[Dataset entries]
--- START ---

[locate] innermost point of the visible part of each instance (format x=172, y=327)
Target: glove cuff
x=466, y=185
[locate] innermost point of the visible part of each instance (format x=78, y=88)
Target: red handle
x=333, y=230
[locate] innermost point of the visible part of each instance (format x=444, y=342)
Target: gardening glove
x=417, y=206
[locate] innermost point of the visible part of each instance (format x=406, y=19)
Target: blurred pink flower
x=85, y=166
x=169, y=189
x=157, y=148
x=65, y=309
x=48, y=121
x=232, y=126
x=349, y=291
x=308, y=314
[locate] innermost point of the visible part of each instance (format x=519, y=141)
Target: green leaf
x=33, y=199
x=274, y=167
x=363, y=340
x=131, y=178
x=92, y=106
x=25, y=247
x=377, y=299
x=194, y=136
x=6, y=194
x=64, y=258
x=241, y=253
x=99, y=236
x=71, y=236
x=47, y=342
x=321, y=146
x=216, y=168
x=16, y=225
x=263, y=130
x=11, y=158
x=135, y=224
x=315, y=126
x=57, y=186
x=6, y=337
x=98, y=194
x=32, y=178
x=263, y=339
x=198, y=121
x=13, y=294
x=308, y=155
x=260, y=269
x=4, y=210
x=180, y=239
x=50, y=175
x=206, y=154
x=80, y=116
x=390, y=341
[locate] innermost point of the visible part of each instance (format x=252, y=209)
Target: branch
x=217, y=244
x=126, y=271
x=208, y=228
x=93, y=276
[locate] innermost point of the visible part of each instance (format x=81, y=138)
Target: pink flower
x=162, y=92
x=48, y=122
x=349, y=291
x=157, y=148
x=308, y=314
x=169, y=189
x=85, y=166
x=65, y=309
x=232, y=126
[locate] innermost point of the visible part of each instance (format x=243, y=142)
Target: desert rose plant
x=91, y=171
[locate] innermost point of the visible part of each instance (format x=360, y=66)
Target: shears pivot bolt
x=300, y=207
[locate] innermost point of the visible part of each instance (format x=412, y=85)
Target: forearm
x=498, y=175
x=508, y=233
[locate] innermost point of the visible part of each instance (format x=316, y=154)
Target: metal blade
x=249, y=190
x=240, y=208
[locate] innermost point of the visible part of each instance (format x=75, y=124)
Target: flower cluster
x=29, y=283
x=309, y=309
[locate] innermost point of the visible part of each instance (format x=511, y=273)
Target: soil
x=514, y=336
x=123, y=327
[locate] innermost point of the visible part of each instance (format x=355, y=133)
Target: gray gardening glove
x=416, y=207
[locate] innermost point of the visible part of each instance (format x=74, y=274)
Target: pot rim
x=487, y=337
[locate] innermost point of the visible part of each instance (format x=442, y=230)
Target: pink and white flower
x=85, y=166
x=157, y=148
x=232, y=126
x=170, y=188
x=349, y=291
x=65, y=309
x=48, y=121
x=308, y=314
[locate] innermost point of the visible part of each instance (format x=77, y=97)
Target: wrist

--- END ---

Directions
Write the entries out once more, exactly as they appear.

Solution to the exercise
[locate] innermost point of the visible part of each instance (format x=172, y=327)
Target: glove cuff
x=466, y=185
[locate] innermost point of the visible part of each instance (format x=78, y=88)
Target: red handle
x=333, y=230
[locate] innermost point of the visible part of each instance (format x=444, y=342)
Target: gardening glove
x=417, y=206
[locate] innermost point of the visible part of each instance (format x=406, y=19)
Target: blurred pink flower
x=85, y=166
x=169, y=189
x=157, y=148
x=65, y=309
x=48, y=121
x=232, y=126
x=349, y=291
x=308, y=314
[locate] innermost point of the visible part of each instance (format x=519, y=141)
Target: green leaf
x=33, y=199
x=274, y=167
x=363, y=340
x=131, y=178
x=92, y=106
x=25, y=247
x=377, y=299
x=194, y=136
x=6, y=194
x=64, y=258
x=241, y=253
x=99, y=236
x=71, y=236
x=47, y=342
x=321, y=146
x=216, y=168
x=16, y=225
x=263, y=130
x=11, y=158
x=135, y=224
x=315, y=126
x=57, y=186
x=6, y=337
x=98, y=194
x=32, y=178
x=263, y=339
x=198, y=121
x=13, y=294
x=308, y=155
x=260, y=269
x=4, y=210
x=180, y=239
x=50, y=175
x=206, y=154
x=80, y=116
x=390, y=341
[locate] innermost point of the visible part of each instance (format x=252, y=209)
Target: branch
x=217, y=244
x=126, y=271
x=208, y=228
x=93, y=276
[locate] innermost point of the visible part of each instance (format x=81, y=138)
Target: pink flower
x=162, y=92
x=48, y=122
x=349, y=291
x=157, y=148
x=308, y=314
x=169, y=189
x=85, y=166
x=65, y=309
x=232, y=126
[locate] innermost point of the visible part of each instance (format x=243, y=142)
Target: desert rose plant
x=91, y=171
[locate] innermost point of the visible part of each instance (format x=360, y=66)
Target: shears pivot bolt
x=300, y=207
[locate] innermost point of the visible part of each instance (format x=412, y=85)
Target: forearm
x=498, y=175
x=508, y=233
[locate] innermost point of the visible part of each instance (format x=316, y=154)
Target: metal blade
x=249, y=190
x=240, y=208
[locate] innermost point of the visible part of each instance (format x=75, y=124)
Target: flower cluster
x=29, y=283
x=309, y=309
[locate] innermost point of the visible part of each instance (format x=511, y=273)
Target: soil
x=514, y=336
x=123, y=327
[locate] innermost point of the visible part of each instance (format x=355, y=133)
Target: gray gardening glove
x=416, y=207
[locate] innermost point of the visible part of each instance (format x=74, y=274)
Target: pot rim
x=487, y=337
[locate] innermost point of the visible part of each instance (format x=442, y=230)
Target: pink and white flower
x=85, y=166
x=157, y=148
x=232, y=126
x=170, y=188
x=349, y=291
x=65, y=309
x=48, y=121
x=308, y=314
[locate] innermost point of the visible part of each instance (format x=77, y=97)
Target: wrist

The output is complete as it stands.